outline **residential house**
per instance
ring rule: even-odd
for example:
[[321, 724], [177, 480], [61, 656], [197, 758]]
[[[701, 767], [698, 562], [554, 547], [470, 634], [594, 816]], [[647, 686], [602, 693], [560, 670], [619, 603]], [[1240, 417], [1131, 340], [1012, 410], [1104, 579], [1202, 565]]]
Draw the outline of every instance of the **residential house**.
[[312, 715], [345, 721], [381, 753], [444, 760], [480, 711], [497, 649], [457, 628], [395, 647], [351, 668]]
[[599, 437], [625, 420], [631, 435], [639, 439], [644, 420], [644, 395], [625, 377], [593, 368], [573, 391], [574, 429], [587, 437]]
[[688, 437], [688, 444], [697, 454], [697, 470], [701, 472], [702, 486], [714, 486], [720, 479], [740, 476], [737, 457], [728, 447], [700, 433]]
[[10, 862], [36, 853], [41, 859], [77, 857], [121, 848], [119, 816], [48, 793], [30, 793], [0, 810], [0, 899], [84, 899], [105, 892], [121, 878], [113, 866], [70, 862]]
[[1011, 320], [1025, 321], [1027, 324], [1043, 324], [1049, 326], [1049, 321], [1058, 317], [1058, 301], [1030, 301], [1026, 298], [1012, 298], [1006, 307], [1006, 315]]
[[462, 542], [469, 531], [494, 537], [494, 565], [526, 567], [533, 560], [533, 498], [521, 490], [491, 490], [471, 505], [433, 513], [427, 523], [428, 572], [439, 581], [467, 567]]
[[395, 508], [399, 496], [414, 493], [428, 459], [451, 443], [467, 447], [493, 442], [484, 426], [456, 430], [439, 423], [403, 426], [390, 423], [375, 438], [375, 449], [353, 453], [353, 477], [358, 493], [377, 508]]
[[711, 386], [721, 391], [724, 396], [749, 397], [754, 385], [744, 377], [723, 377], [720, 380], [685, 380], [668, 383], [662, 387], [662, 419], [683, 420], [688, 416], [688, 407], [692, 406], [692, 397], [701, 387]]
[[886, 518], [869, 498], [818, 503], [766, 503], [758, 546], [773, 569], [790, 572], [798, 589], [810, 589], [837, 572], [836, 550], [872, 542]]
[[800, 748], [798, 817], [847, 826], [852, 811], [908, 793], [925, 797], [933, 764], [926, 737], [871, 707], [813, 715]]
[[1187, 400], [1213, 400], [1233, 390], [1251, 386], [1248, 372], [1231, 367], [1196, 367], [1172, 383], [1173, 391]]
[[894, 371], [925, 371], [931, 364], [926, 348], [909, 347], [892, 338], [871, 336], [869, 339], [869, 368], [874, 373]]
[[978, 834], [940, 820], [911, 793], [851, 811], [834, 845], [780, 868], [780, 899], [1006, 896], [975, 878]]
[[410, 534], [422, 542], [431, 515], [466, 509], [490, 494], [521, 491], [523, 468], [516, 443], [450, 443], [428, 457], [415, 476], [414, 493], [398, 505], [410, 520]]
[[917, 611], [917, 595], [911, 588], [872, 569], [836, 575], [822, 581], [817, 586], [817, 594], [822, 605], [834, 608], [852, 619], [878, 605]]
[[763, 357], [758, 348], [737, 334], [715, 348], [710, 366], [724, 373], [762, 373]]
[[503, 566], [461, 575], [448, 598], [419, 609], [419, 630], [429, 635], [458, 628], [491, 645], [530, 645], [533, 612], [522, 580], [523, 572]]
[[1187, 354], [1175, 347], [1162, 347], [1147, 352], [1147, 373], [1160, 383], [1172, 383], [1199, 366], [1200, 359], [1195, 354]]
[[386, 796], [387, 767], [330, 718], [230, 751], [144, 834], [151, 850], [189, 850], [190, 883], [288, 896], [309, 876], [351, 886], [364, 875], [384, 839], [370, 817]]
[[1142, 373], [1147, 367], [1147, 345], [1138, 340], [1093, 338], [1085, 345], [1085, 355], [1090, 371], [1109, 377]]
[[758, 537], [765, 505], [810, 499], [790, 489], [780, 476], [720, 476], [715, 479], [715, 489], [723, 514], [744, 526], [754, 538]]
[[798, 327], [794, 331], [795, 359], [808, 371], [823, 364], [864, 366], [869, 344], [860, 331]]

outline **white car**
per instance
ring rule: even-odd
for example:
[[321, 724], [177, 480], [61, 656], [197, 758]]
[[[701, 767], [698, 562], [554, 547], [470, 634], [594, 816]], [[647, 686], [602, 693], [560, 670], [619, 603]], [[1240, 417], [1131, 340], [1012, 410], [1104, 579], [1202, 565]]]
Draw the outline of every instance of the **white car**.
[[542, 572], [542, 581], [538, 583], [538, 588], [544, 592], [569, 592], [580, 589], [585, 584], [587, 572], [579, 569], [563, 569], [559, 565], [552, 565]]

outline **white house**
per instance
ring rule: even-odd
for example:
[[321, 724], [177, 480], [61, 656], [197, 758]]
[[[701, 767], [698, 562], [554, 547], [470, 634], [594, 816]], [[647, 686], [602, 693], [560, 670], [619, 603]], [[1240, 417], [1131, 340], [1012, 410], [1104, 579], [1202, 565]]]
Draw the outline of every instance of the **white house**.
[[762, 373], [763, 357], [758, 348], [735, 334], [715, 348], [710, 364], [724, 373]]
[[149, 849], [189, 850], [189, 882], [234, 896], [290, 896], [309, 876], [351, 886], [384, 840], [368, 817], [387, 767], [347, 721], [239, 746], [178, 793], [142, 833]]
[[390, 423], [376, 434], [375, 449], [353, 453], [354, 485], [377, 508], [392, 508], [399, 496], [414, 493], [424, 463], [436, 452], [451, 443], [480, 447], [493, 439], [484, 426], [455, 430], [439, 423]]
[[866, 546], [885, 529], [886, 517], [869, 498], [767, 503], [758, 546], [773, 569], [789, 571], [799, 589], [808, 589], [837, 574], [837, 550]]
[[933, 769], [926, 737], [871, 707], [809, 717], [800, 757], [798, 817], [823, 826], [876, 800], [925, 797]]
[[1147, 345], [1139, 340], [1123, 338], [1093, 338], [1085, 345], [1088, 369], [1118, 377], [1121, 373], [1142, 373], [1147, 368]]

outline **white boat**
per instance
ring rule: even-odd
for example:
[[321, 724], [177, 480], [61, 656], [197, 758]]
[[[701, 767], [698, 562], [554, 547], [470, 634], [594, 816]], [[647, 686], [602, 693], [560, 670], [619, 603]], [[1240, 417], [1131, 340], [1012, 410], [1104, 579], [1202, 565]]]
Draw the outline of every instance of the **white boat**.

──────────

Copy out each line of the records above that includes the word "outline".

* [Finished task]
outline **residential house**
Draw the outline of every instance of the **residential house**.
outline **white car**
Draw the outline of every instance of the **white car**.
outline **white house**
Draw the outline of every instance of the **white house**.
outline **white boat**
Draw the outline of every instance of the **white boat**.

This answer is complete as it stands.